_Natural language region descriptions_
[Start of section]

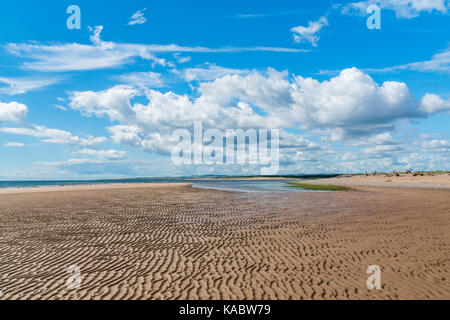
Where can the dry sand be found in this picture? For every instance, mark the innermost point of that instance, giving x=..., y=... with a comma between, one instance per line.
x=178, y=242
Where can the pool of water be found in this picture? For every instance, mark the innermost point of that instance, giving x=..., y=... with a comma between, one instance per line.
x=270, y=185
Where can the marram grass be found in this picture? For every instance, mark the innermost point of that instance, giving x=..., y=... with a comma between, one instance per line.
x=318, y=187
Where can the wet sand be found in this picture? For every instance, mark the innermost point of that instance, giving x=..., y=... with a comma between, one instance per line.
x=178, y=242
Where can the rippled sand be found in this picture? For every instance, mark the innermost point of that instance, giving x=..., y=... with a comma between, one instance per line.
x=177, y=242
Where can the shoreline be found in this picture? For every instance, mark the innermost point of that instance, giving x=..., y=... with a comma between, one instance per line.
x=436, y=182
x=178, y=243
x=87, y=187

[End of section]

_Task requirements_
Repeat each record as given. No picture belongs in the copy.

_Output for this exercise_
Where can the dry sand be found in this picture? For every instance, mark the innermost point of that instance, giving x=..., y=... with a comma between, one instance per line.
x=178, y=242
Where can the pool of water be found in this picture? For every instance, mark the innermost point of that instance, giving x=..., y=... with a comma between, one instance per line.
x=270, y=185
Where can the marram grass be found in this picture? For every instance, mark the innermost point of that instance, giving x=..., y=... with a comma between, one instance per line.
x=318, y=187
Where can the wet sand be found in this picture? For every instance, mark the innermost point of that instance, giving x=..., y=... with a comma between, one instance per line.
x=178, y=242
Where can the rippled sand be found in this picture? For every instance, mark the innermost point of that instance, giving x=..., y=... with a comma between, one instance per line.
x=177, y=242
Where can the shoreline be found in this picture? For every instance, mark the innermost point of that instance, giving x=..., y=... with a comma between, one instance per line.
x=436, y=182
x=178, y=243
x=87, y=187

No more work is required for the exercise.